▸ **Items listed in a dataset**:

<<<<

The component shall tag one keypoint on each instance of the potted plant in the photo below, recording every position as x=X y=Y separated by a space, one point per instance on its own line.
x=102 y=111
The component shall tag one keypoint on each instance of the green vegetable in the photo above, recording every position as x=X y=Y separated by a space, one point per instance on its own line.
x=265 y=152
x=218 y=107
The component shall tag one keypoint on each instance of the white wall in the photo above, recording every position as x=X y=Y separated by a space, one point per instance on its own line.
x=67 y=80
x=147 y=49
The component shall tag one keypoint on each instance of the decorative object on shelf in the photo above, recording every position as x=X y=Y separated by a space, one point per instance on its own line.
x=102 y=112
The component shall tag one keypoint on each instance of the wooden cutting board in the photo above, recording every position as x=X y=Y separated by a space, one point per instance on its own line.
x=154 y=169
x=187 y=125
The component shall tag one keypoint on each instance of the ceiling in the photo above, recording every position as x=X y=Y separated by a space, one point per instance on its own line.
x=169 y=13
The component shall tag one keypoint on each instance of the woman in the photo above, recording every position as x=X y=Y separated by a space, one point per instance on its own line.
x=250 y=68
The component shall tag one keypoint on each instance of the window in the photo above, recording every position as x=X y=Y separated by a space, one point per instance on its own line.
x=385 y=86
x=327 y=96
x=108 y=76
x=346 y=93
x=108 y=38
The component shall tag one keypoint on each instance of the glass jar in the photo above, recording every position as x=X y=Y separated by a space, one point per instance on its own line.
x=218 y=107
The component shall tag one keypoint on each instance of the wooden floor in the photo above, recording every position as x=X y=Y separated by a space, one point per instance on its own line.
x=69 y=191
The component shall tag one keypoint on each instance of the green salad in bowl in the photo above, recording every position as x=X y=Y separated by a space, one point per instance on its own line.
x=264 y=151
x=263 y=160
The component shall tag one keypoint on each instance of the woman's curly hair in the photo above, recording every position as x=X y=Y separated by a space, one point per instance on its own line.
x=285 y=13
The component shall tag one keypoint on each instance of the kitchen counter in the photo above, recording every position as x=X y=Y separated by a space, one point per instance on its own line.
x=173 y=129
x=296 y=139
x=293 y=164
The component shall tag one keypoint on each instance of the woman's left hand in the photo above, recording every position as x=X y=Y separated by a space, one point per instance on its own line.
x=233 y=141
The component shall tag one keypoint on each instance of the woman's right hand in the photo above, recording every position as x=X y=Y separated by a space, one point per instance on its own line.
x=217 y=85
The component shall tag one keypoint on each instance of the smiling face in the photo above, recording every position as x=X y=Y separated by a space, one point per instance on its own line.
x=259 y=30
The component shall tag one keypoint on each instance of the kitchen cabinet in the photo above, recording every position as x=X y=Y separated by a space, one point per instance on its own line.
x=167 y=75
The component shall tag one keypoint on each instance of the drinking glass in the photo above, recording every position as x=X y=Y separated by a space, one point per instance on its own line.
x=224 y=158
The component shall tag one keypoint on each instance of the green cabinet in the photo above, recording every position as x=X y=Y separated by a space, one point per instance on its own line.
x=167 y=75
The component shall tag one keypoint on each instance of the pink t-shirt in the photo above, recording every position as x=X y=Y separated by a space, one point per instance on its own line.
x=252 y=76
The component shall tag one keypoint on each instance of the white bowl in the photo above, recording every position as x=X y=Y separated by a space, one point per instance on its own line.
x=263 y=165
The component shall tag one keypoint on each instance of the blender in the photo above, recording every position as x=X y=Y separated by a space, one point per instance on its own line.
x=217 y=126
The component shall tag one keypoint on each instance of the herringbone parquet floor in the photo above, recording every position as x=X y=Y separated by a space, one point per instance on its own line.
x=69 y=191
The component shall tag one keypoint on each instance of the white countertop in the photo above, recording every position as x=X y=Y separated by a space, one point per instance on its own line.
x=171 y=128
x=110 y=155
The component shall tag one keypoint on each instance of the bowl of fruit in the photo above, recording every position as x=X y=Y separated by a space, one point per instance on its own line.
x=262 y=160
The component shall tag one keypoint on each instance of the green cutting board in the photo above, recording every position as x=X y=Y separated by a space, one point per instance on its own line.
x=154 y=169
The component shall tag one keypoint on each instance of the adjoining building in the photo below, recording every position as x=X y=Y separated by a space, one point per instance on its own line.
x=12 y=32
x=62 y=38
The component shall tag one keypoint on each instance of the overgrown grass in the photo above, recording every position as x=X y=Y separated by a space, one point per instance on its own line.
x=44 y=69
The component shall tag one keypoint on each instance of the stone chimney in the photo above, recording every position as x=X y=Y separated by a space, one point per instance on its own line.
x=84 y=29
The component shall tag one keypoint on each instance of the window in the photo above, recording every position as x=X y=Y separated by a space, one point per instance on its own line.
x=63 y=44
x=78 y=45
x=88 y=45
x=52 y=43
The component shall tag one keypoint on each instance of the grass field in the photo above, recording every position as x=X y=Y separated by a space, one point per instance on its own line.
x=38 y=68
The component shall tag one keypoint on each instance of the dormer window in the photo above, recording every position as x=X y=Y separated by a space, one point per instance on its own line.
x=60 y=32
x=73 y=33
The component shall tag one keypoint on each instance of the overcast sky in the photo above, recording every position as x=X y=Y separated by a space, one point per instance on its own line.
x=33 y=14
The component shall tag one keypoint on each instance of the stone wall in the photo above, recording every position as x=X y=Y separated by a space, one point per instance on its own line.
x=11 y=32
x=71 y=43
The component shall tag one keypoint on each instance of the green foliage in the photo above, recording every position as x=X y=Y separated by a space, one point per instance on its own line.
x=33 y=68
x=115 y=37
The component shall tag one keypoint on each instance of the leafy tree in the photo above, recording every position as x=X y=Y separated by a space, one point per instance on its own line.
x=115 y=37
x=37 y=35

>>>>

▸ **Task statement**: Each record above is to be given again without any change to its wording.

▸ **Output for this exercise**:
The component shall tag one keypoint on each instance of the potted plant in the photo below, recording every position as x=X y=Y separated by a space, one point per instance on its own line.
x=102 y=111
The component shall tag one keypoint on each instance of the green vegetable in the photo above, recording every position as x=X y=Y separated by a space, one point per instance on its own line.
x=265 y=152
x=218 y=107
The component shall tag one keypoint on each instance of the white wall in the photo above, recording every position as x=X y=Y separated by a space, one point per instance on its own line.
x=67 y=80
x=147 y=49
The component shall tag one keypoint on each instance of the decorative object on shelf in the photo above, recording every position as x=X y=Y separated by a space, one point per instance on its own line.
x=102 y=112
The component shall tag one keypoint on each instance of the wooden cutting board in the photo above, recording every position as x=X y=Y separated by a space, one point per instance on its own line.
x=154 y=169
x=187 y=125
The component shall tag one keypoint on each instance of the ceiling in the photo above, recording every position as x=X y=Y separated by a space, one point per instance on its own line.
x=169 y=13
The component shall tag one keypoint on each instance of the woman in the photo above, recording every position as x=X y=Y separated by a space, one point per instance on its own line.
x=250 y=68
The component shall tag one keypoint on each instance of the window in the photo above, recording every position as x=X y=Y separated by a space, one point per instance on its own line.
x=385 y=86
x=327 y=96
x=108 y=76
x=346 y=93
x=108 y=38
The component shall tag one keypoint on each instance of the glass jar in the photo above, recording every position as x=X y=Y separated by a space, one point per instance on its own line.
x=218 y=107
The component shall tag one keypoint on each instance of the wooden floor in the photo above, recording every position as x=X y=Y separated by a space, one point per instance on its own line.
x=69 y=191
The component shall tag one keypoint on each instance of the green salad in bowl in the photo above, recording every position as x=X y=Y separated by a space, one point per instance on its own line.
x=264 y=151
x=263 y=160
The component shall tag one keypoint on each instance of the woman's curly hair in the photo above, recording every position as x=X y=Y separated by a space, one point per instance on its own line.
x=285 y=13
The component shall tag one keypoint on each instance of the kitchen counter in the photo above, recording every position as x=X y=Y separated by a space, one point per instance on its own line.
x=173 y=129
x=296 y=139
x=293 y=164
The component shall tag one keypoint on each instance of the woman's left hand in the photo above, recording every position as x=X y=Y separated by a space, one point per instance on its own line.
x=233 y=141
The component shall tag one keypoint on each instance of the woman's right hand in the photo above, recording every position as x=X y=Y separated by a space, one point per instance on its own line.
x=217 y=85
The component shall tag one keypoint on each instance of the smiling face in the photo above, recording every position as x=X y=Y separated by a space, one point per instance on its own line.
x=259 y=30
The component shall tag one keypoint on each instance of the kitchen cabinet in the photo above, recording every position as x=X y=Y separated by a space, one point per instance on its own line.
x=167 y=75
The component shall tag one keypoint on each instance of the drinking glass in the photo above, recording every position as x=X y=Y separated by a space, one point per instance on its own line.
x=224 y=158
The component shall tag one keypoint on each instance of the green cabinet in the photo above, recording every position as x=X y=Y separated by a space, one point per instance on its own line.
x=167 y=75
The component shall tag one keypoint on each instance of the pink t-shirt in the photo above, recording every position as x=X y=Y separated by a space, one point per instance on its own line.
x=252 y=76
The component shall tag one keypoint on each instance of the white bowl in the photo above, recording every position as x=X y=Y separated by a space, one point per instance on its own line.
x=263 y=165
The component shall tag one keypoint on each instance of the blender in the photo above, recording every position as x=X y=Y separated by a space, one point per instance on its own line.
x=217 y=126
The component shall tag one keypoint on each instance of the herringbone parquet floor in the photo above, recording every position as x=X y=Y separated by a space, one point per instance on its own line.
x=69 y=191
The component shall tag one keypoint on each instance of the white countertop in the photo above, recording every position as x=X y=Y separated by a space, one point per instance on its own line.
x=171 y=128
x=110 y=155
The component shall tag one keypoint on each instance of the bowl of fruit in the photo above, recording every position as x=X y=Y separated by a space, one point per instance on its own line.
x=262 y=160
The component shall tag one keypoint on each instance of the green cutting board in the photo above, recording every position as x=X y=Y separated by a space, one point per instance on its own line.
x=154 y=169
The component shall tag one keypoint on each instance of the adjoining building in the photo below, recording every position as x=X y=Y separated by a space, one point per instance on its own line.
x=12 y=32
x=62 y=38
The component shall tag one keypoint on each instance of the overgrown grass in the photo above, recording every position as x=X y=Y separated by a space, one point per instance on its own line.
x=44 y=69
The component shall tag one keypoint on each instance of the stone chimney in the photo above, recording every position as x=X y=Y separated by a space, one point per instance on its own line.
x=84 y=29
The component shall tag one keypoint on each instance of the window in the photo above, recording every position as x=X y=Y separated by a space, one point per instance on its own line.
x=63 y=44
x=78 y=45
x=88 y=45
x=52 y=43
The component shall tag one keypoint on each instance of the grass field in the photo above, recording every position as x=X y=Y separated by a space, one point per instance on its own line.
x=38 y=68
The component shall tag one keypoint on each instance of the dormer window in the photo above, recording every position as x=X y=Y separated by a space, one point per instance on its own line.
x=60 y=32
x=73 y=33
The component shall tag one keypoint on each instance of the overcast sky in the photo above, recording every position as x=X y=Y separated by a space, one point per instance on its own line.
x=33 y=14
The component shall tag one keypoint on each instance of the stone wall in the photo above, recording every position as x=X y=Y separated by a space, one point per instance on its own line.
x=11 y=32
x=71 y=43
The component shall tag one keypoint on each instance of the green foliage in the photo above, recording every position as x=X y=Y separated by a space, one point per instance on its own line.
x=33 y=68
x=115 y=37
The component shall tag one keypoint on each instance of the leafy tree in the photo above, recording every position as x=X y=Y separated by a space, one point per instance on its own line.
x=115 y=37
x=37 y=35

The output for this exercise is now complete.